▶ Exercise tasks
A) From the piece on change and elephant analogies below, list the three things Heath and Heath say bring about effective habit change.
B) Write the next part of the piece on change and elephant analogies below, picking up right after its final sentence.

▶ Source text
----

Change & Complexity: Two Elephant Analogies

Changing behaviour >> Elephant Analogy 1: The Rider, the elephant, and the path

There’s nothing like a good analogy to explain things clearly. I found this analogy for change management in Dylan Wiliam’s book ” Leadership for Teacher Learning”. He summarises an analogy which was based on Plato’s ‘Chariot Analogy‘, which formed the basis Haidt’s (2005) analogy of the rider and the elephant, and was then added to by Heath and Heath (2010) in the book ‘Switch’. Wiliam summarises the analogy as follows:

  • P188: “Sitting on the back of the elephant’s neck, the rider holds the reins, and seems to be in charge, but of course this is only because most of the time, the elephant is happy to go along with what the rider wants. However, if the rider and the elephant disagree, there is not much a man can do to force an elephant into submission.
  • The rider is rational, focused on the longer term, and good at complex planning, but is easily distracted, gets bogged down in detail and tires easily.
  • In contrast, the elephant is instinctive, compassionate, protective and powerful, but is emotional, can be skittish and tends to focus on the short term.
  • To this analogy of the rider and the elephant, the Heath brothers add a third element, the path. The idea is that we imagine the rider and the elephant in a city landscape. For all its strength, the elephant is not powerful enough to walk through buildings, so the path directs and constrains both the rider and the elephant.
  • Heath and Heath (2010) suggest that effective habit change comes about when we direct the rider, motivate the elephant and shape the path.
  • For each of the three approaches to habit change, they propose three strategies, each of which they illustrate with a number of case studies. For those who do not wish or have time to read the book, I discuss each of the nine strategies in turn, illustrated with some of the examples given by Heath and Heath.” (Quoted from Leadership for Teacher Learning, by Dylan Wiliam, pp188 – 200)

----

▶ Information provided

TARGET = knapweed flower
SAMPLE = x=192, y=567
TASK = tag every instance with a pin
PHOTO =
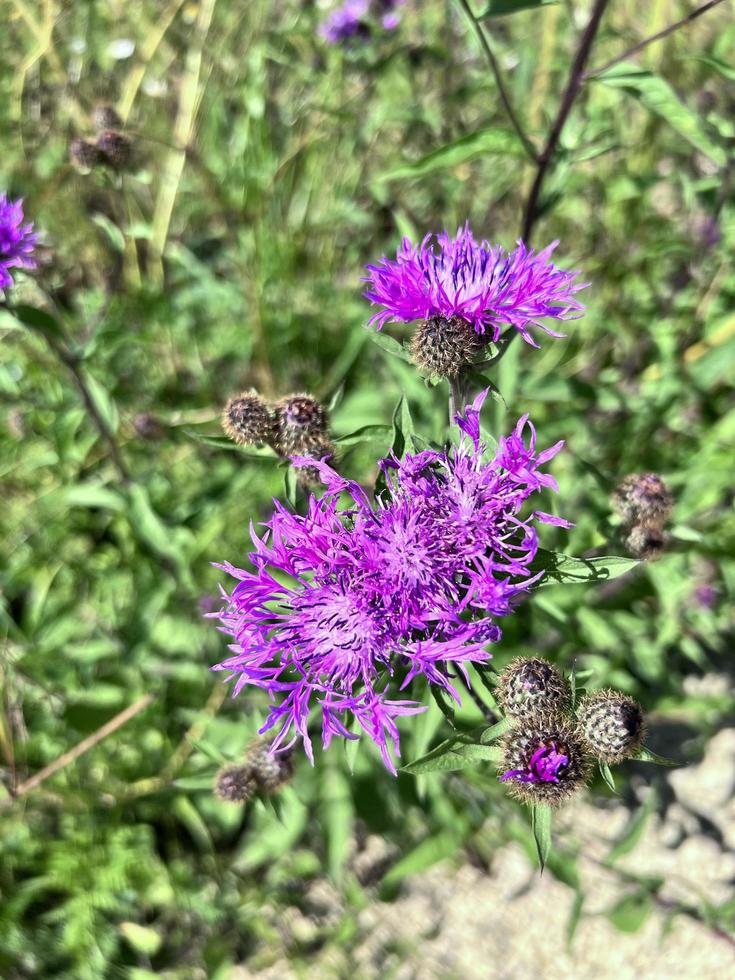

----

▶ Replies
A) Direct the rider, motivate the elephant, and shape the path.

B)
I have further distilled Wiliam’s summary of the analogy in this diagram:
See Word version here. 

There is also a great video of the analogy:

Complexity and clarity >> Elephant analogy 2: The five blind people

This is also an old analogy or parable, found in found in Buddhist, Hindu and Jain texts.
Because I am tired and because I am blogging, rather than writing an academic text or an article, I am including a bit of text from Wikipedia:

“A group of blind people heard that a strange animal, called an elephant, had been brought to the town, but none of them were aware of its shape and form. Out of curiosity, they said: “We must inspect and know it by touch, of which we are capable”. So, they sought it out, and when they found it they groped about it. The first person, whose hand landed on the trunk, said, “This being is like a thick snake”. For another one whose hand reached its ear, it seemed like a kind of fan. As for another person, whose hand was upon its leg, said, the elephant is a pillar like a tree-trunk. The blind person who placed his hand upon its side said the elephant, “is a wall”. Another who felt its tail, described it as a rope. The last felt its tusk, stating the elephant is that which is hard, smooth and like a spear.”

 

For those who like a video:

What is the moral of the story for me? In complex organisations, clarity of purpose and vision is vital to create change. It is hard to achieve that clarity, but it is the only way to move the elephant forward.
And now I’m off to bed.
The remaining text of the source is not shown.